▶ [Task requirements]
Copy out every one of the items below line for line, without changing a single character.

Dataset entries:
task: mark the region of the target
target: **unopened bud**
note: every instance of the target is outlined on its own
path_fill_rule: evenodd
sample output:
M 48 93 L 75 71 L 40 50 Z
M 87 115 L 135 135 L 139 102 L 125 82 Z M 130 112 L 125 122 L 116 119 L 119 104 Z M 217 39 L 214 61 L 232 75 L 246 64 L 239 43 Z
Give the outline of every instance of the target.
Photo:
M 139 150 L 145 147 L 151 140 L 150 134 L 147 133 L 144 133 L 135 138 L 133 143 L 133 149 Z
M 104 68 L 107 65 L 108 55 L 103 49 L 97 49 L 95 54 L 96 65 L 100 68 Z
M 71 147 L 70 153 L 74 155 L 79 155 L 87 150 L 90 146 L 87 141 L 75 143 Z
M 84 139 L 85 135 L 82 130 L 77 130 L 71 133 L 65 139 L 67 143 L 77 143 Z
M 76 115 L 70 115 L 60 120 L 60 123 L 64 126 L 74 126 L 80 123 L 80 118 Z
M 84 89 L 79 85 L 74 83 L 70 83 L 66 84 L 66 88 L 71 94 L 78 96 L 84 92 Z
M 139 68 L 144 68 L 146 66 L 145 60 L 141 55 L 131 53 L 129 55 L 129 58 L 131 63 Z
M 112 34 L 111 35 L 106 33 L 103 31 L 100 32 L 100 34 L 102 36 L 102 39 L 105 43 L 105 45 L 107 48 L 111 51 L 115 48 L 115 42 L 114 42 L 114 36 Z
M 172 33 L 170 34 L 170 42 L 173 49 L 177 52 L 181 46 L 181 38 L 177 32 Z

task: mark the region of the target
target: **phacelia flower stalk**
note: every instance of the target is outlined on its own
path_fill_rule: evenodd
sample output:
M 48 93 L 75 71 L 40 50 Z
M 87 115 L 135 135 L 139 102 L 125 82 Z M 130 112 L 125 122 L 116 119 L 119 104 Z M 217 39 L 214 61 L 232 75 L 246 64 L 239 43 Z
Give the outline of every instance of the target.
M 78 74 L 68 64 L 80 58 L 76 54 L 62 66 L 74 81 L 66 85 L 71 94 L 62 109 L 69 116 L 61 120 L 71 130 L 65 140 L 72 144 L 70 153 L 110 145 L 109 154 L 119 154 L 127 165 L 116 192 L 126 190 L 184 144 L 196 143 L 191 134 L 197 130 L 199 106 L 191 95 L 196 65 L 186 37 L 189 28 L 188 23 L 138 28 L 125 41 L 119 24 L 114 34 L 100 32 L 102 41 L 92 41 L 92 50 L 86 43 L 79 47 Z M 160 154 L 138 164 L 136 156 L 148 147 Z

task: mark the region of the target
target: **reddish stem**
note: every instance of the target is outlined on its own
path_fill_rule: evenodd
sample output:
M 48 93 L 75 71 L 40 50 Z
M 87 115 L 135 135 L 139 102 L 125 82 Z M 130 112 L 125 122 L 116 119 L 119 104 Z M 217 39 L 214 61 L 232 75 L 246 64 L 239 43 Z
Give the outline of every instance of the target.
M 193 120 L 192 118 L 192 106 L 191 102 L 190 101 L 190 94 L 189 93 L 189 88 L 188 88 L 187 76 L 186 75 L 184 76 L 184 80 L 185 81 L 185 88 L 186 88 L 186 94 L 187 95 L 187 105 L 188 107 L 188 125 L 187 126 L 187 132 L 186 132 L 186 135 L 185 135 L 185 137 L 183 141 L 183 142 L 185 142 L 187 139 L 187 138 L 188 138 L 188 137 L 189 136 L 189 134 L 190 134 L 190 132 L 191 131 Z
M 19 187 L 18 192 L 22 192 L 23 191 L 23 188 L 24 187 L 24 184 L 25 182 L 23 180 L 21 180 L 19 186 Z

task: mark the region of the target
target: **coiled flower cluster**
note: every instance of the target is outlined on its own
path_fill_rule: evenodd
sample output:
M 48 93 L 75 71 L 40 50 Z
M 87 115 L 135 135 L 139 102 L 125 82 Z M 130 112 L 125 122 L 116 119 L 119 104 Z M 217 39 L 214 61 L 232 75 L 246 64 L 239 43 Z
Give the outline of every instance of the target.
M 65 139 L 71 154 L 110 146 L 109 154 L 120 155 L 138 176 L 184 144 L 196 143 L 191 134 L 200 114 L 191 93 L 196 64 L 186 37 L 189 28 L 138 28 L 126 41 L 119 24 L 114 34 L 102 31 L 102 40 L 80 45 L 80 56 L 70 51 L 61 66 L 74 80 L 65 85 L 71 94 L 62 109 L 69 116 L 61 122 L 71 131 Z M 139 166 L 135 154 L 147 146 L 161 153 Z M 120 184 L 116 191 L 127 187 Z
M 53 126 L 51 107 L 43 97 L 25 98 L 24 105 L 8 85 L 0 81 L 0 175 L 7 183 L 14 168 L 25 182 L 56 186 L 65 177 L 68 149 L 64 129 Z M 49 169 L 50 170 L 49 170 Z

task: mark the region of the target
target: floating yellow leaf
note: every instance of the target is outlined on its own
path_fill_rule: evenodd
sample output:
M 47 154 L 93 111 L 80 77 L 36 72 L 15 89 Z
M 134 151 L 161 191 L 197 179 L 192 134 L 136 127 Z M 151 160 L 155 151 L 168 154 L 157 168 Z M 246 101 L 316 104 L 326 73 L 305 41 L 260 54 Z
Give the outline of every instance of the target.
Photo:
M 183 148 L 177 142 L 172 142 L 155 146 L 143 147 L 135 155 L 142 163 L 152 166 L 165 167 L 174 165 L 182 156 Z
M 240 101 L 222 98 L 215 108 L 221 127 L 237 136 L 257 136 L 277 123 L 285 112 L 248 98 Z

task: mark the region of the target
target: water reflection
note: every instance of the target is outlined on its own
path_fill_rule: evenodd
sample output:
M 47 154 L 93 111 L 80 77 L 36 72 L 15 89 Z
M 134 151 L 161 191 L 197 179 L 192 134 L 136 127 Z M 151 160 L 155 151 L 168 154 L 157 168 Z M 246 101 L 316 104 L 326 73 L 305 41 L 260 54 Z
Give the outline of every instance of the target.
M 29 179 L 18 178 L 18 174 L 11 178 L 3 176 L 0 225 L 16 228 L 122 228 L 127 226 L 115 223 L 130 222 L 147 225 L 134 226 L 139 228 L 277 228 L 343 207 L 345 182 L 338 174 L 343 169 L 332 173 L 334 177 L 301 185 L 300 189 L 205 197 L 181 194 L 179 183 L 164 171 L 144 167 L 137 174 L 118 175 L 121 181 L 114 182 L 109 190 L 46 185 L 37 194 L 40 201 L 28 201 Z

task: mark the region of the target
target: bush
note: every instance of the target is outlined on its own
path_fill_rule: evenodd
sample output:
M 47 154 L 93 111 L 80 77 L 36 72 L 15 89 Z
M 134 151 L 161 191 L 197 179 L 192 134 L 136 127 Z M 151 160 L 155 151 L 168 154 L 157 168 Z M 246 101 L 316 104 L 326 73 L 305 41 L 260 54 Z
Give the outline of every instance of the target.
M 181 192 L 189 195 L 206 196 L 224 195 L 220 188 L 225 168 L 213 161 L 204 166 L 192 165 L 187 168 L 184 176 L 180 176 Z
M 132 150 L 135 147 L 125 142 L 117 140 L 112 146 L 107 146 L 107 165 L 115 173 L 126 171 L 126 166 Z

▶ [Answer for this exercise]
task: mark the region of the target
target: **unopened bud**
note: every instance of the target is outlined on its own
path_fill_rule: evenodd
sample output:
M 48 93 L 75 71 L 40 50 Z
M 87 115 L 135 135 L 139 102 L 125 82 Z M 130 112 L 125 122 L 116 119 L 119 104 Z M 217 39 L 214 61 L 232 75 L 246 64 L 239 43 Z
Give the outline of every instance of the target.
Photo:
M 139 150 L 145 147 L 151 140 L 150 134 L 147 133 L 144 133 L 135 138 L 133 143 L 133 149 Z
M 104 68 L 107 65 L 108 55 L 103 49 L 97 49 L 95 54 L 96 65 L 100 68 Z
M 71 147 L 70 153 L 74 155 L 79 155 L 87 150 L 90 146 L 87 141 L 75 143 Z
M 84 139 L 85 135 L 82 130 L 77 130 L 71 133 L 65 139 L 67 143 L 77 143 Z
M 76 115 L 70 115 L 60 120 L 60 123 L 64 126 L 74 126 L 80 123 L 80 118 Z
M 84 89 L 79 85 L 74 83 L 70 83 L 66 84 L 66 88 L 71 94 L 78 96 L 84 92 Z
M 139 68 L 144 68 L 146 66 L 145 60 L 141 55 L 131 53 L 129 55 L 129 58 L 131 63 Z
M 112 34 L 111 35 L 106 33 L 103 31 L 100 32 L 100 34 L 102 36 L 102 39 L 105 43 L 105 45 L 107 48 L 111 51 L 115 48 L 115 42 L 114 42 L 114 36 Z
M 172 33 L 170 34 L 170 42 L 173 49 L 177 52 L 181 46 L 181 38 L 177 32 Z

task: mark the region of the target
target: **phacelia flower stalk**
note: every instance of the target is outlined on its own
path_fill_rule: evenodd
sample output:
M 48 93 L 75 71 L 40 50 Z
M 87 115 L 135 135 L 139 102 L 125 82 Z M 130 112 L 125 122 L 116 119 L 119 104 Z M 217 39 L 214 61 L 232 75 L 246 64 L 239 43 Z
Give the outline of every instance of the target.
M 78 74 L 68 64 L 80 58 L 76 54 L 62 66 L 74 81 L 66 85 L 71 94 L 62 109 L 69 116 L 61 120 L 71 130 L 65 140 L 72 144 L 70 153 L 110 145 L 109 154 L 119 154 L 127 165 L 116 192 L 126 190 L 184 144 L 196 143 L 191 134 L 197 130 L 199 106 L 191 95 L 196 65 L 186 37 L 189 28 L 188 23 L 138 28 L 125 41 L 119 24 L 114 34 L 100 32 L 102 41 L 92 41 L 92 50 L 86 43 L 79 47 Z M 160 154 L 138 164 L 136 156 L 148 147 Z

task: mark the region of the target
target: **reddish stem**
note: every instance of the target is outlined on its own
path_fill_rule: evenodd
sample output:
M 48 93 L 75 71 L 40 50 Z
M 87 115 L 135 135 L 139 102 L 125 82 Z M 130 112 L 125 122 L 116 119 L 119 104 Z M 217 39 L 214 61 L 232 75 L 246 64 L 239 43 Z
Give the outline of every instance of the target.
M 193 120 L 192 118 L 192 106 L 191 102 L 190 101 L 190 94 L 189 93 L 189 88 L 188 88 L 187 76 L 186 75 L 184 76 L 184 80 L 185 81 L 185 88 L 186 88 L 186 94 L 187 95 L 187 105 L 188 107 L 188 125 L 187 126 L 187 132 L 186 132 L 186 135 L 185 135 L 185 137 L 183 141 L 183 142 L 185 142 L 187 139 L 187 138 L 188 138 L 188 137 L 189 136 L 189 134 L 190 134 L 190 132 L 191 131 Z
M 19 187 L 18 192 L 22 192 L 23 191 L 23 188 L 24 187 L 24 184 L 25 182 L 23 180 L 21 180 L 19 186 Z

task: mark the region of the target
target: **coiled flower cluster**
note: every instance of the target is outlined on its own
path_fill_rule: evenodd
sample output:
M 48 93 L 75 71 L 40 50 Z
M 87 115 L 135 135 L 139 102 L 125 82 Z M 130 112 L 125 122 L 116 119 L 119 104 Z M 217 39 L 214 61 L 232 75 L 246 64 L 239 43 Z
Give the outline of every instance of the target.
M 65 139 L 71 154 L 110 146 L 109 154 L 120 155 L 138 176 L 184 144 L 196 143 L 191 134 L 200 114 L 191 93 L 196 64 L 186 37 L 189 28 L 138 28 L 126 41 L 119 24 L 114 34 L 102 31 L 102 40 L 80 45 L 80 56 L 70 51 L 61 66 L 74 80 L 65 85 L 71 94 L 62 109 L 69 116 L 61 122 L 71 131 Z M 139 166 L 135 154 L 147 146 L 161 153 Z M 120 184 L 116 191 L 127 187 Z
M 53 126 L 51 107 L 43 97 L 25 98 L 24 105 L 8 85 L 0 81 L 0 175 L 7 183 L 14 168 L 25 182 L 56 186 L 65 177 L 68 149 L 64 129 Z M 49 169 L 50 170 L 49 170 Z

task: mark the region of the target
target: floating yellow leaf
note: every instance of the target is outlined on its own
path_fill_rule: evenodd
sample output:
M 47 154 L 93 111 L 80 77 L 36 72 L 15 89 Z
M 134 151 L 161 191 L 197 179 L 192 134 L 136 127 Z M 151 160 L 155 151 L 168 154 L 157 168 Z M 246 101 L 316 104 L 326 73 L 305 41 L 260 54 Z
Give the outline of every instance of the target.
Photo:
M 183 148 L 177 142 L 172 142 L 155 146 L 143 147 L 135 155 L 142 163 L 152 166 L 165 167 L 174 165 L 182 156 Z
M 240 101 L 222 98 L 215 108 L 221 127 L 237 136 L 257 136 L 277 123 L 285 112 L 248 98 Z

task: mark the region of the target
target: water reflection
note: every instance of the target is outlined on its own
path_fill_rule: evenodd
sample output:
M 47 154 L 93 111 L 80 77 L 36 72 L 15 89 Z
M 134 151 L 161 191 L 197 179 L 192 134 L 136 127 Z M 151 160 L 155 151 L 168 154 L 157 168 Z M 246 101 L 316 104 L 326 73 L 305 41 L 260 54 Z
Give the outline of every instance of the target.
M 29 179 L 18 178 L 18 174 L 11 178 L 3 176 L 0 225 L 16 228 L 122 228 L 127 226 L 115 223 L 130 222 L 147 225 L 134 226 L 139 228 L 277 228 L 343 207 L 345 182 L 338 174 L 343 169 L 332 173 L 334 177 L 301 185 L 300 189 L 205 197 L 181 194 L 179 183 L 164 171 L 144 167 L 137 174 L 118 175 L 121 181 L 114 182 L 109 190 L 46 185 L 37 194 L 40 201 L 28 201 Z

task: mark the region of the target
target: bush
note: every instance of the target is outlined on its own
path_fill_rule: evenodd
sample output:
M 47 154 L 93 111 L 80 77 L 36 72 L 15 89 Z
M 134 151 L 161 191 L 197 179 L 192 134 L 136 127 Z M 151 160 L 155 151 L 168 154 L 157 168 Z M 246 101 L 316 104 L 326 73 L 305 41 L 260 54 Z
Give the outline of every instance of the target.
M 181 192 L 189 195 L 206 196 L 224 195 L 220 188 L 225 168 L 213 161 L 204 166 L 192 165 L 187 168 L 184 176 L 180 176 Z
M 132 150 L 135 147 L 125 142 L 117 140 L 112 146 L 107 146 L 107 165 L 115 173 L 126 171 L 126 166 Z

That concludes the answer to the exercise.